## Excerpted text
--- START ---

The billionaire who made his fortune betting on disruption just told AI companies to stop acting like conquerors and start paying reparations.
The Summary
- Mark Cuban says AI companies should spend billions helping cities and towns hit by job losses, calling it a "cost of doing business" for an industry losing the PR war with ordinary people.
- "The big LLMs have lost the PR battle," Cuban wrote on X. "Why? Because they all suck at putting people first."
- Cuban's prescription: face-to-face meetings with creatives in LA and NYC, direct financial support for affected communities, and listening tours instead of celebrity endorsements.
- His bottom line: being hated is not good for business, and AI companies are currently very hated.
The Signal
Mark Cuban isn't known for telling tech companies to slow down. But his Thursday post on X reads like a field manual for an industry that's winning the technology race while losing the legitimacy war. The diagnosis: AI companies have built incredible models and terrible relationships with the humans whose jobs those models will replace.
Cuban's prescription is specific: billions of dollars flowing to towns and cities before the job losses hit, not after. This isn't corporate charity. It's insurance against the kind of backlash that turns regulatory sentiment from cautious to punitive. Across the major LLMs, Cuban argues, these sums are rounding errors. Across affected communities, they're the difference between managed transition and political revolt.
"Billions of dollars is a lot of money across towns and city programs. Across the major LLMs, it's a cost of doing business."
The creatives angle is particularly sharp. Cuban notes that every creative he knows is terrified about AI's impact on their profession. His advice: go to LA and NYC, meet artists face to face, provide financial and creative support. Then comes the kicker: "You must meet them face to face and basically do what they say."

--- END ---

## Data

--- START ---

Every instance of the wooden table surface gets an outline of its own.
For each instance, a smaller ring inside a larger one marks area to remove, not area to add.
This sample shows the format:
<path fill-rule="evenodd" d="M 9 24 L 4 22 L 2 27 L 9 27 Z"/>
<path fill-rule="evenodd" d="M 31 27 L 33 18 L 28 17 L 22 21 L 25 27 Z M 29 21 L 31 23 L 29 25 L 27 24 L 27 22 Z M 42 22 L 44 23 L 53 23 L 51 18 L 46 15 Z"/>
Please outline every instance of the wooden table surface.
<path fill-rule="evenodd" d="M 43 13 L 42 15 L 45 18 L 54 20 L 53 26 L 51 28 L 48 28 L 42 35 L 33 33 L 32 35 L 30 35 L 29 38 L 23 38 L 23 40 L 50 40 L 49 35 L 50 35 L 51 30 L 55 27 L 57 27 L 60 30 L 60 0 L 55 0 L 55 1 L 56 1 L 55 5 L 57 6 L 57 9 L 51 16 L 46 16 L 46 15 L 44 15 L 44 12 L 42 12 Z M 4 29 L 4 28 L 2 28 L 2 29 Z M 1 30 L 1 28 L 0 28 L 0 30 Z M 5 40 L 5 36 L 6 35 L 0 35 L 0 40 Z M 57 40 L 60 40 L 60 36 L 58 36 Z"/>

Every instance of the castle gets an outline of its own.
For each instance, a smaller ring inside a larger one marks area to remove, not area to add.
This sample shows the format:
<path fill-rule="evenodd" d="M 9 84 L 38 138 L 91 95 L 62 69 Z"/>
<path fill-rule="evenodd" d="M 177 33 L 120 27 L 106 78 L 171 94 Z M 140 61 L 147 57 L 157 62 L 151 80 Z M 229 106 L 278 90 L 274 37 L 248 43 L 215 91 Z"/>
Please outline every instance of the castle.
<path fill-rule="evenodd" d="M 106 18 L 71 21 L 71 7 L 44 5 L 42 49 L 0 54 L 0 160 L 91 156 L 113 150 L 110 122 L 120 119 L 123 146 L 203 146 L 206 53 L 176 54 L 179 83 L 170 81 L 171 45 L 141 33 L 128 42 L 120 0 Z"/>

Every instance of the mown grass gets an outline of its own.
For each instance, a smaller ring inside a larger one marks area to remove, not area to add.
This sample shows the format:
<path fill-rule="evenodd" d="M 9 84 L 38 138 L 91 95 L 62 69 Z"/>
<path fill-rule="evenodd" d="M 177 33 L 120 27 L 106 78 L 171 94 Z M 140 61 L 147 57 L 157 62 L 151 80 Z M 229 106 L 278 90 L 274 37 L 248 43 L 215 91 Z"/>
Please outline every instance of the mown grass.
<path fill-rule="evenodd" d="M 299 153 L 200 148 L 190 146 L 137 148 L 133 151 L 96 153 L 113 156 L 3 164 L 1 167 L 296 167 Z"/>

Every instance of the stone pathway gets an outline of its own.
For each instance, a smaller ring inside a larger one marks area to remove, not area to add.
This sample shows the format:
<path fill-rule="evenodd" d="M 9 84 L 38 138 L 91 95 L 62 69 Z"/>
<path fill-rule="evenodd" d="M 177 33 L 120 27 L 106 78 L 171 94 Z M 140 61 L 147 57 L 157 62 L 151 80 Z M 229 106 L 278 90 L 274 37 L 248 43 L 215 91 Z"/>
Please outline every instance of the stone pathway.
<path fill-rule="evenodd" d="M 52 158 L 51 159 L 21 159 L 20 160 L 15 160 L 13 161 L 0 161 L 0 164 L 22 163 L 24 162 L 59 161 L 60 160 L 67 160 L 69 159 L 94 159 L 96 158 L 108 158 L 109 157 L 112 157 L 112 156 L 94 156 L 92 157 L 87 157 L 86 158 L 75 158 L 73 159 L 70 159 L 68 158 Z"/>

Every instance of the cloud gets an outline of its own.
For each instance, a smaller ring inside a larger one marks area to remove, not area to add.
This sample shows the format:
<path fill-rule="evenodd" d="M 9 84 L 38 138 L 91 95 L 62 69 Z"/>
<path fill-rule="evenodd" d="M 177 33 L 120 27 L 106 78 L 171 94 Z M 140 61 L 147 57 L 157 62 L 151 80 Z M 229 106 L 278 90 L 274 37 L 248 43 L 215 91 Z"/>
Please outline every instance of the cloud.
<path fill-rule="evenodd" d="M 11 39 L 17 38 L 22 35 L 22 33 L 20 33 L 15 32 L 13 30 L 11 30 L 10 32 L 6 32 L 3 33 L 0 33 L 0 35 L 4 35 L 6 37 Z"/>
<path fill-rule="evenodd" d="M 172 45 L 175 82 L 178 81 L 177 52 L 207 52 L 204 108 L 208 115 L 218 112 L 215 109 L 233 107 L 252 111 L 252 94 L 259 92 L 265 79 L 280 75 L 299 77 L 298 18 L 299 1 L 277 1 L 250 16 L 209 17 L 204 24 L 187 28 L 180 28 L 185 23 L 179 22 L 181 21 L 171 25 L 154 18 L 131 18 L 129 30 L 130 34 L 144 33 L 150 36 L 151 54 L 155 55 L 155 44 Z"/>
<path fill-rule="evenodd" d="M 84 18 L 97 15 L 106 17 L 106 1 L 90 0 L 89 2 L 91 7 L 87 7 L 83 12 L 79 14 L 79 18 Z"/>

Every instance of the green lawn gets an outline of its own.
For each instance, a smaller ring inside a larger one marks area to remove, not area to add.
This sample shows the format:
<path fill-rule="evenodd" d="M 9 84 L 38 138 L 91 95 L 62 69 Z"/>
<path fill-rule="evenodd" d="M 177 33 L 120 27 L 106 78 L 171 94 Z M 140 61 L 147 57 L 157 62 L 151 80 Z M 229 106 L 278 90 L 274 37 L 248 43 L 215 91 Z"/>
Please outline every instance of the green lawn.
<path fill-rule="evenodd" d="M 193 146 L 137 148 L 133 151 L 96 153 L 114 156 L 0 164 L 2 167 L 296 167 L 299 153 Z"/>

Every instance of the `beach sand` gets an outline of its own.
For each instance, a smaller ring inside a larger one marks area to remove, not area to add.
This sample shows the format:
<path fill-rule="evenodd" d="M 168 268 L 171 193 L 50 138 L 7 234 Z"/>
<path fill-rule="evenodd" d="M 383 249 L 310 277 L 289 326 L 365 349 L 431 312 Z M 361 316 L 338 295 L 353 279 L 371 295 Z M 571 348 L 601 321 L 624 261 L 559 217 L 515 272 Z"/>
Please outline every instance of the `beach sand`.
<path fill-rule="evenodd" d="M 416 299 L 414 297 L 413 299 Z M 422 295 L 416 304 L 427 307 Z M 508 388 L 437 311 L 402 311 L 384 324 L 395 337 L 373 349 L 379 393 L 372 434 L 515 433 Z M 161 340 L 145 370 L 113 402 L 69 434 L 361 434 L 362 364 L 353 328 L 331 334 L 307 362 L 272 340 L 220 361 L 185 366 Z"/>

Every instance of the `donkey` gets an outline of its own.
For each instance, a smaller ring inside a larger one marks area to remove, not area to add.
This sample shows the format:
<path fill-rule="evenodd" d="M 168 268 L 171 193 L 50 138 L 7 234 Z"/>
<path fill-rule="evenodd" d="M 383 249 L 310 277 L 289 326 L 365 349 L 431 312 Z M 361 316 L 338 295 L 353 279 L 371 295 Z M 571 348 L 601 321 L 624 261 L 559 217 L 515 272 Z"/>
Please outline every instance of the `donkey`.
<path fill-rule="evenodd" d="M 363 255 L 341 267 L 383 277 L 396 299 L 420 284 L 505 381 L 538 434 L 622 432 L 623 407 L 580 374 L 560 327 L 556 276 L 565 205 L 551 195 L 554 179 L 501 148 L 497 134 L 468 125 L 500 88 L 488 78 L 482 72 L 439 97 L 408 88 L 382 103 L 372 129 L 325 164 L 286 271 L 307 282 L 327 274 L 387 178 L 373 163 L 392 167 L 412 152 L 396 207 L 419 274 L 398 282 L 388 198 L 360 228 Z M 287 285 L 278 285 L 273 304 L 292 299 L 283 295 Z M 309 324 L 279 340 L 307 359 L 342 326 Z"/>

--- END ---

## What this task involves
Copy out the Mark Cuban article above word for word, in full.

## Problem solution
The billionaire who made his fortune betting on disruption just told AI companies to stop acting like conquerors and start paying reparations.
The Summary
- Mark Cuban says AI companies should spend billions helping cities and towns hit by job losses, calling it a "cost of doing business" for an industry losing the PR war with ordinary people.
- "The big LLMs have lost the PR battle," Cuban wrote on X. "Why? Because they all suck at putting people first."
- Cuban's prescription: face-to-face meetings with creatives in LA and NYC, direct financial support for affected communities, and listening tours instead of celebrity endorsements.
- His bottom line: being hated is not good for business, and AI companies are currently very hated.
The Signal
Mark Cuban isn't known for telling tech companies to slow down. But his Thursday post on X reads like a field manual for an industry that's winning the technology race while losing the legitimacy war. The diagnosis: AI companies have built incredible models and terrible relationships with the humans whose jobs those models will replace.
Cuban's prescription is specific: billions of dollars flowing to towns and cities before the job losses hit, not after. This isn't corporate charity. It's insurance against the kind of backlash that turns regulatory sentiment from cautious to punitive. Across the major LLMs, Cuban argues, these sums are rounding errors. Across affected communities, they're the difference between managed transition and political revolt.
"Billions of dollars is a lot of money across towns and city programs. Across the major LLMs, it's a cost of doing business."
The creatives angle is particularly sharp. Cuban notes that every creative he knows is terrified about AI's impact on their profession. His advice: go to LA and NYC, meet artists face to face, provide financial and creative support. Then comes the kicker: "You must meet them face to face and basically do what they say."